WHAT NEEDS TO BE DONE:
Show every line of the listing below that contains the string "rider", copying each such line in full.

━━ RECORD EXCERPTS

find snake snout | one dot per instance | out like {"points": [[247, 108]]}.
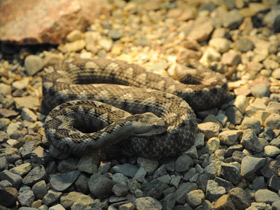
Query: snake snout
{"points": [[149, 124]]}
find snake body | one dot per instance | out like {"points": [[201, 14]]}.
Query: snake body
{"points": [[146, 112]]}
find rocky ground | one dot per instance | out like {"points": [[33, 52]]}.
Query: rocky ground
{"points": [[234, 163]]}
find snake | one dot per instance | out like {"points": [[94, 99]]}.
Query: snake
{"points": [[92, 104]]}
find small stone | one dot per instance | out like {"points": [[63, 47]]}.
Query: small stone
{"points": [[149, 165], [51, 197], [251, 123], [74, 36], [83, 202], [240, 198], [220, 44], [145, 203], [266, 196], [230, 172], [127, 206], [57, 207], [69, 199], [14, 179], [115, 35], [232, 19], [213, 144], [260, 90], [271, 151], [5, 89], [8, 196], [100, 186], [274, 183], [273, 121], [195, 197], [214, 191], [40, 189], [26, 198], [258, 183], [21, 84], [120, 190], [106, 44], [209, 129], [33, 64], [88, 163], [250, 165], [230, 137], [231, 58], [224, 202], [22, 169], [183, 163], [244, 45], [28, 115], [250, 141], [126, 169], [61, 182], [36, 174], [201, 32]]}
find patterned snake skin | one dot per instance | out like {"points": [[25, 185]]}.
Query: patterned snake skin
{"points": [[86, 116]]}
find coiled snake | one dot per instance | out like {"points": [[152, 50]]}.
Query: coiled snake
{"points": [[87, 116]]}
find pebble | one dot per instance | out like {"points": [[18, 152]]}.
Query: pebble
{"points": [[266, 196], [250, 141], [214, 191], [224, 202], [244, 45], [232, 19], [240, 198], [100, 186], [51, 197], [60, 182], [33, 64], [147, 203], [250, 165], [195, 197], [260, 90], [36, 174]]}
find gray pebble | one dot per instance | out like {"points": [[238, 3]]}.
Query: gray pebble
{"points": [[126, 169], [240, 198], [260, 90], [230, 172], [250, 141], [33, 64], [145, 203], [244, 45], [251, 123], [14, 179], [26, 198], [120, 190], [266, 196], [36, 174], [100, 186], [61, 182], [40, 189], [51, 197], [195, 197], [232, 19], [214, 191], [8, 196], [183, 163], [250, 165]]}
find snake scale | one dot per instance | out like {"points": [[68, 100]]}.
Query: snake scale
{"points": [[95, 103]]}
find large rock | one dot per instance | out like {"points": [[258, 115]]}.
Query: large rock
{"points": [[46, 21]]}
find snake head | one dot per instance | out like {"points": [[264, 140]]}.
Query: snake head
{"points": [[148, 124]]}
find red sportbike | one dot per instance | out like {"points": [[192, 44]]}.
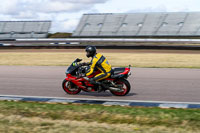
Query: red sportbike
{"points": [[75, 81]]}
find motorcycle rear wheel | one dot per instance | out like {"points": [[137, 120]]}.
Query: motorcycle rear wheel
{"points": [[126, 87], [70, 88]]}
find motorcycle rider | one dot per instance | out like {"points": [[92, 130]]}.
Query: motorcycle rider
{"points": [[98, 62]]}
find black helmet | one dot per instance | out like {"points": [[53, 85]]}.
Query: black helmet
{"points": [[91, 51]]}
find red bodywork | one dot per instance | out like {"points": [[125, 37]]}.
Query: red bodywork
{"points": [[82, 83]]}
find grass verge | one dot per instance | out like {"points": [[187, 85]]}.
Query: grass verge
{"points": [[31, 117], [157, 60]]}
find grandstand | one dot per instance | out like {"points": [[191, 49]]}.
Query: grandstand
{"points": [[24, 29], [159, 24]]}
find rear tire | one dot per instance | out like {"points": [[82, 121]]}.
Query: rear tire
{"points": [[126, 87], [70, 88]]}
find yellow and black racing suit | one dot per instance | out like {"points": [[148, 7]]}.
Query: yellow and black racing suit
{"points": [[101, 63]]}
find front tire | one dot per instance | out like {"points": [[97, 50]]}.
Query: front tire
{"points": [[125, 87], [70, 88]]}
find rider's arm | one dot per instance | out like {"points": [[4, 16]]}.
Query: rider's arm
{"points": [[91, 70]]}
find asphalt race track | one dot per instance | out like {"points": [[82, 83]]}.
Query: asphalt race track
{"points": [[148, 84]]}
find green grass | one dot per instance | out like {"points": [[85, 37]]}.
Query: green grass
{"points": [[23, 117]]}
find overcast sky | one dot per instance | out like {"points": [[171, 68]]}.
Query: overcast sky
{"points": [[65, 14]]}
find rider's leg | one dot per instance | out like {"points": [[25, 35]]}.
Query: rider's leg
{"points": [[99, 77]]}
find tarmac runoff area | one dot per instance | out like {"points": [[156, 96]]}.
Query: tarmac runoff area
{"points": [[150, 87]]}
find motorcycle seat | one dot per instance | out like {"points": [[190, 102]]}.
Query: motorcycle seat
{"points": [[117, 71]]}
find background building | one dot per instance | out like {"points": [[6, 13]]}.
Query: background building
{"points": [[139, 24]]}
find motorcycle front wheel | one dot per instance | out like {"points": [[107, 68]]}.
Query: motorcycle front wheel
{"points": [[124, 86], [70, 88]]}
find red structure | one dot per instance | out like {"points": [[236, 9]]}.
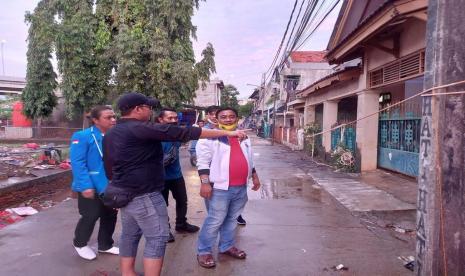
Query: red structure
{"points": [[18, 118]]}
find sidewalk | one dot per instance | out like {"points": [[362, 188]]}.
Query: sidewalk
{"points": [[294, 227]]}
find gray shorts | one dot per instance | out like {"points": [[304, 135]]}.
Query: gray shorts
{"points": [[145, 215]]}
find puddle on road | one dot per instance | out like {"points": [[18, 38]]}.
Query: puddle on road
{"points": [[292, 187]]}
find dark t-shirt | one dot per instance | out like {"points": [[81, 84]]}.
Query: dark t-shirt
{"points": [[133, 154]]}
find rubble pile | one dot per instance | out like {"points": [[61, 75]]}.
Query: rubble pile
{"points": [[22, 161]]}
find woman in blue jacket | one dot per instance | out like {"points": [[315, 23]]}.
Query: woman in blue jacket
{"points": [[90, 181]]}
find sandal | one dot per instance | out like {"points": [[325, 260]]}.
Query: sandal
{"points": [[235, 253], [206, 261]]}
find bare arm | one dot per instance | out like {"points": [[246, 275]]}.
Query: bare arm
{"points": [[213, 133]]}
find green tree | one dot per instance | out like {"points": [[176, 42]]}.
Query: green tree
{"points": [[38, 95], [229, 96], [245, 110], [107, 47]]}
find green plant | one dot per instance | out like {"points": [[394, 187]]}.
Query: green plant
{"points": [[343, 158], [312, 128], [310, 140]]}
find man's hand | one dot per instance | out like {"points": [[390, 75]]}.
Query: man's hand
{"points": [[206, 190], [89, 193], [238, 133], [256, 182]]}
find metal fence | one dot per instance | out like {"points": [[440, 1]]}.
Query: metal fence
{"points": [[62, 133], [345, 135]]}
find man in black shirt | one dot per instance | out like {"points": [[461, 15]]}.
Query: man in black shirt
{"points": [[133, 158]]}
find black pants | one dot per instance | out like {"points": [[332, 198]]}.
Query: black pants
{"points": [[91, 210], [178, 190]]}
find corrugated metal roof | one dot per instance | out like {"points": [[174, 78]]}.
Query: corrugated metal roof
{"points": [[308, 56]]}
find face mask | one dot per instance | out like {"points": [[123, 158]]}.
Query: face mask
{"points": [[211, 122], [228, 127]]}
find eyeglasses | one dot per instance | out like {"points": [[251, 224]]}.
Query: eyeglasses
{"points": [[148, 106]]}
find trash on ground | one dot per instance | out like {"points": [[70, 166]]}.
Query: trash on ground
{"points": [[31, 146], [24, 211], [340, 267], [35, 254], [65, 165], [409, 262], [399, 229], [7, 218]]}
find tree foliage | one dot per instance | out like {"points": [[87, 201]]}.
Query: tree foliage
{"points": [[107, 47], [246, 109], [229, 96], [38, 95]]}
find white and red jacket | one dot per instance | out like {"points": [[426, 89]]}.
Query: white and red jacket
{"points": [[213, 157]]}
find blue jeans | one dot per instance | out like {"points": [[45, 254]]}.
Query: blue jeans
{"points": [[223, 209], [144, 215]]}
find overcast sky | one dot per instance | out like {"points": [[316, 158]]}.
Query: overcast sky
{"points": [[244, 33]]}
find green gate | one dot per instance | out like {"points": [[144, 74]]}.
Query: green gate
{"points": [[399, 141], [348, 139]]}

━━━━
━━ RECORD EXCERPTS

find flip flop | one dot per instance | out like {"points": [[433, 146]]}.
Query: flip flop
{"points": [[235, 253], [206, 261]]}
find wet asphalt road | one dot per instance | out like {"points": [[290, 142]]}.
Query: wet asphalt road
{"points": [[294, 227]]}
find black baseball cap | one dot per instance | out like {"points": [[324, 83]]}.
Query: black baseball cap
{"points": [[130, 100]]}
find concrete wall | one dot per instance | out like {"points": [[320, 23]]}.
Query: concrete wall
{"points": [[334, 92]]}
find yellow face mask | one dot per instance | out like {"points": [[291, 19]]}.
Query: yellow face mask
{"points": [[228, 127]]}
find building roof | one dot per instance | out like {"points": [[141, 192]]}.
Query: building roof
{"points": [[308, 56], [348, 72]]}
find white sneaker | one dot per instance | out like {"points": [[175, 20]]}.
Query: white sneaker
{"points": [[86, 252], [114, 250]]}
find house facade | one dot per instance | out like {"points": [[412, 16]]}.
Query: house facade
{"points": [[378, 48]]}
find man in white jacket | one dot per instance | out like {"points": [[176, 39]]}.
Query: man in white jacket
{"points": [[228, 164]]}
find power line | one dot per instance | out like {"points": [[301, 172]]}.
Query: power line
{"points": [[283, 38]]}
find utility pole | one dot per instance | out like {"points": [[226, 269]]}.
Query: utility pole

━━━━

FULL ANSWER:
find motorcycle rider | one dot per instance | out like {"points": [[92, 130]]}.
Query: motorcycle rider
find rider's arm | one dot per instance | out like {"points": [[4, 16]]}.
Query: rider's arm
find rider's leg | one dot per instance | out like {"points": [[25, 35]]}.
Query: rider's leg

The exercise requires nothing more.